**Source passage:**
---------------
Last year I wrote an article about the untapped value inherent in energy providers’ small to medium business (SMB) segment. Too often, SMB customers have been served like residential consumers or their much larger commercial and industrial counterparts—neither of which is a fit. Fortunately, in both competitive and non-competitive markets, we are seeing a growing number of energy providers not only delivering a customer experience (CX) tailored to SMBs but also realizing the rewards of their SMB-focused investments.

What should that CX look like? For starters, it must go beyond simply adding more products or service channels. Leading providers are leveraging data and digital to enable connected personalization. They are building a 360-degree view of SMB customer preferences, energy usage history, location information and other contextual information. With that view, providers can anticipate SMBs’ needs and provide data-driven “news they can use” to address their business goals.

Crafting a sophisticated CX for SMBs is worth the investment—with potential returns that include greater movement to digital channels, lower cost to serve and greater adoption of new products and services. Even so, many energy providers aren’t “there” yet.
---------------
Detection annotation records
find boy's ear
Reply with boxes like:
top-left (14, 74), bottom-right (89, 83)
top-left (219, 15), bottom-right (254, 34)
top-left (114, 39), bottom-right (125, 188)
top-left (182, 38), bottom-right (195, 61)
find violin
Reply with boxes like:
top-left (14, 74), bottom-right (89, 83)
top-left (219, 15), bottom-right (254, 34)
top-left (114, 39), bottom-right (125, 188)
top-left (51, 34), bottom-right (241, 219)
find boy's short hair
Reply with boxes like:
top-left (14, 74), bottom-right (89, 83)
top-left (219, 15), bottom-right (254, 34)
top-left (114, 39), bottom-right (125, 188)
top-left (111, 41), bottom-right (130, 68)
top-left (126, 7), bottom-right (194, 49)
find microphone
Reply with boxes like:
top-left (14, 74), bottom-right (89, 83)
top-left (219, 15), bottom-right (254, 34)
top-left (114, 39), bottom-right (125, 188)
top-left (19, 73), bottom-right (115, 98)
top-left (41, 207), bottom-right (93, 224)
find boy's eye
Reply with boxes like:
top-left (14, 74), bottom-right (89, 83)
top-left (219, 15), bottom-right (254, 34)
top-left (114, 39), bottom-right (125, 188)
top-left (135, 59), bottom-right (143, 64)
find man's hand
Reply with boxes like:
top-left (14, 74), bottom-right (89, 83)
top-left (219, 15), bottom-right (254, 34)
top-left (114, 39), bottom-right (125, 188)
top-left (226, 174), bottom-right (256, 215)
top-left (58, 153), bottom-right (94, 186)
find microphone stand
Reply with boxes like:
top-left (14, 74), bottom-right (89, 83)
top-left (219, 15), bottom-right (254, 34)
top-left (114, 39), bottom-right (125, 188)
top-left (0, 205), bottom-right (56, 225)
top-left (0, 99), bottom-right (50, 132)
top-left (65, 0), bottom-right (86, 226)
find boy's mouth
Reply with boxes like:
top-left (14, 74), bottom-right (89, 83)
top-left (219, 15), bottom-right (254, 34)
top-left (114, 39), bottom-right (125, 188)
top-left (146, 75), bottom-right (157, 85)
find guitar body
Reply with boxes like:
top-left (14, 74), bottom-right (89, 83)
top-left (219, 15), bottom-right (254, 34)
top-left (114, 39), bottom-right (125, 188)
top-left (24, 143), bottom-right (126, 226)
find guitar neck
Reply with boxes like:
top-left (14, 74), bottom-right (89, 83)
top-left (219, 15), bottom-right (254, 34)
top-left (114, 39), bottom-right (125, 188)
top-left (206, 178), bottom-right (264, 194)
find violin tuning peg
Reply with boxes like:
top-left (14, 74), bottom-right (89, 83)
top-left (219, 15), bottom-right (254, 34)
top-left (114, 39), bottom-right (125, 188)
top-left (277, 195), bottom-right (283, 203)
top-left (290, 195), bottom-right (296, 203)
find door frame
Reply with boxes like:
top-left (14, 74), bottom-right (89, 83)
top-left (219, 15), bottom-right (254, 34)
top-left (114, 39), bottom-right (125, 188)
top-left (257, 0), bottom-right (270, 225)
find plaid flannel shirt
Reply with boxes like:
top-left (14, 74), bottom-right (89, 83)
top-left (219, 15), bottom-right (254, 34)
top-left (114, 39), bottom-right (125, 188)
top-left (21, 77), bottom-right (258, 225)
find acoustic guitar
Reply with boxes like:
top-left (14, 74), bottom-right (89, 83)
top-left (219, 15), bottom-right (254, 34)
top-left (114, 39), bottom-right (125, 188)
---------------
**Problem to solve:** Echo the part of the passage on energy providers' small business customers that opens with the words containing "Last year I" and closes with "their SMB-focused investments.". Only the passage matters here; the records can be set aside.

**Exercise result:**
Last year I wrote an article about the untapped value inherent in energy providers’ small to medium business (SMB) segment. Too often, SMB customers have been served like residential consumers or their much larger commercial and industrial counterparts—neither of which is a fit. Fortunately, in both competitive and non-competitive markets, we are seeing a growing number of energy providers not only delivering a customer experience (CX) tailored to SMBs but also realizing the rewards of their SMB-focused investments.